■ **Point localization data**
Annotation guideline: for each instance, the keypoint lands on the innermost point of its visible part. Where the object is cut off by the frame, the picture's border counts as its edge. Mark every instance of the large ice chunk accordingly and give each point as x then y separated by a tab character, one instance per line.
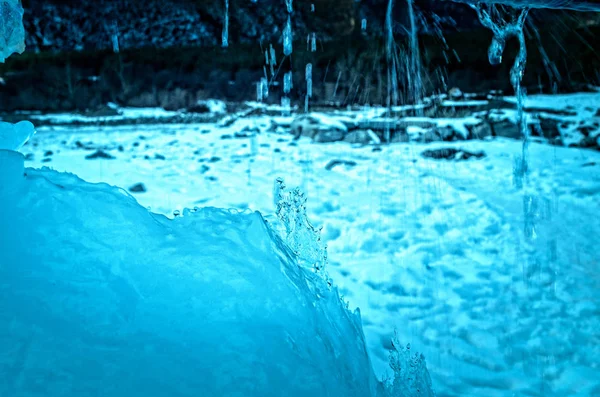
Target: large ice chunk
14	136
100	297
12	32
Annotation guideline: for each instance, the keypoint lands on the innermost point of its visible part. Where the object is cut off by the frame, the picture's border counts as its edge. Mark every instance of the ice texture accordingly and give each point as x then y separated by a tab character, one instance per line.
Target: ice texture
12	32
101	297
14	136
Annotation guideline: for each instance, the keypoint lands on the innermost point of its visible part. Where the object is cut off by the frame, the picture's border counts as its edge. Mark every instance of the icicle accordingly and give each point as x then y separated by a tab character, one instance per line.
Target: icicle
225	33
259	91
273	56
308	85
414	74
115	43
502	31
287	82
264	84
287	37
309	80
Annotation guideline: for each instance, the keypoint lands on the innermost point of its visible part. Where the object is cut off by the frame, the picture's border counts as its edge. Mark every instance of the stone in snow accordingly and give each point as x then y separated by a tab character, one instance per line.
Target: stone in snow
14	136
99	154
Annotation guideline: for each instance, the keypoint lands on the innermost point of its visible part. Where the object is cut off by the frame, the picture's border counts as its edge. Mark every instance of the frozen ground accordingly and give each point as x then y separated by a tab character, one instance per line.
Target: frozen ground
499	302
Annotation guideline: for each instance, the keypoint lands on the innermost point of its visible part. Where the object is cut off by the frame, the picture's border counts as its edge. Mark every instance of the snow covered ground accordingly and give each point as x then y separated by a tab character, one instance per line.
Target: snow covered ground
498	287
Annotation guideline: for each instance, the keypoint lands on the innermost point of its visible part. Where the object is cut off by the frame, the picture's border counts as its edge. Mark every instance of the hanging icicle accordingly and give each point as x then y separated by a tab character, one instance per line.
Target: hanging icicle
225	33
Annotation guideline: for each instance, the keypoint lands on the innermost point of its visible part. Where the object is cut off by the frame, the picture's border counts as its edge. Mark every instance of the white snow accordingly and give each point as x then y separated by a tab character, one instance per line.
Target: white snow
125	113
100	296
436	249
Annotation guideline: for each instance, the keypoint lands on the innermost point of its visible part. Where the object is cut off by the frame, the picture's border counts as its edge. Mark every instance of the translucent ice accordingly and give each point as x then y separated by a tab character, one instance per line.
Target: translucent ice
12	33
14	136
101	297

■ **Instructions for the task**
The answer should consist only of the lines from the one with "of the hanging" to the final line of the records above, retyped word for word.

■ **Task result**
Annotation guideline: for each instance, the keypoint lands on the innermost point of its visible part. Where the object is cut off by the frame, the picture's border counts as its edge. Mark every instance of the hanging icicle accordingly and give each point as x then y separated by a tab character, one instance per line.
Target: hanging icicle
225	33
Annotation guideline: for each instance, the keypoint lands on the innermost point of its visible part. Where the object is cut off by the frame, the picture's border counts as its edge. Mark every instance of the white snow accordingly and give each point as x then y separated by a tab character, one instance per line.
Target: white snow
125	113
100	296
436	249
Annotation guideline: for each instance, the keypoint lands on the innermost point of its visible part. Where the object is cut off by the frame, the picture's border counts as its edge. Mark every instance of the translucent ice accordingly and give each point as x then y separated by a tab character, one instance per line.
Target: translucent ice
12	33
14	136
101	297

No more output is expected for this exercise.